#### Task instructions
1 > In the passage on host bus adaptor failure below, what software do Dell Best Practices recommend deploying alongside at least two HBAs?
2 > Write the next part of the passage on host bus adaptor failure below, picking up after its final sentence.

#### Page excerpt
────────────────────

Host Bus Adaptor (HBA): In case of the failure of the HBA on a system, the node will not be able to see the external fiber channel storage system. This will cause the node to be taken out of the cluster. Replace the HBA on this node and using the SAN management tools, reconfigure the HBA to join to the same storage group that it was in previously. Once the node can see the shared storage, restarting the database on the node will cause it to be joined back in the cluster.

To avoid such a failure, Dell Best Practices recommend that database solution be deployed with at least two HBAs in conjunction with EMC’s PowerPath software. This allows for creation of redundant pathways to the SAN from the node. Under normal conditions, the multiple pathways will provide I/O load distribution. In event of a single HBA failure, the other pathway would keep the database from shutting down. The system would perform, albeit at lower performance, until the HBA is replaced. To install PowerPath on a functional database, consult the knowledge base articles titled “Migrating an OCFS database to OCFS with PowerPath”, and “Migrating an OCFS database to OCFS with PowerPath”

────────────────────

#### Provided data
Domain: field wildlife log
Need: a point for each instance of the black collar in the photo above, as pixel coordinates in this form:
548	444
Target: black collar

────────────────────

#### Set of answers
1 > EMC's PowerPath software.

2 >
Fiber Channel Switch: A Fiber Channel switch failure means that all the pathways from all the nodes to the SAN are blocked. This causes the database to be shutdown on all the nodes. To recover from such a failure, replace the fiber channel switch and restart the database on all the nodes after ensuring that each node can see the shared storage.

To mitigate the risks of such a failure, database administrators can install PowerPath on the cluster, and using two or more HBAs in each node and two fiber channel switches create at least two separate paths from each node to the SAN. Thus even if one of the switches were to fail, the other path would still keep the database functional, with some performance degradation until the switch is replaced. To install PowerPath on a functional database, consult the knowledge base articles titled “Migrating an OCFS database to OCFS with PowerPath”, and “Migrating an OCFS database to OCFS with PowerPath”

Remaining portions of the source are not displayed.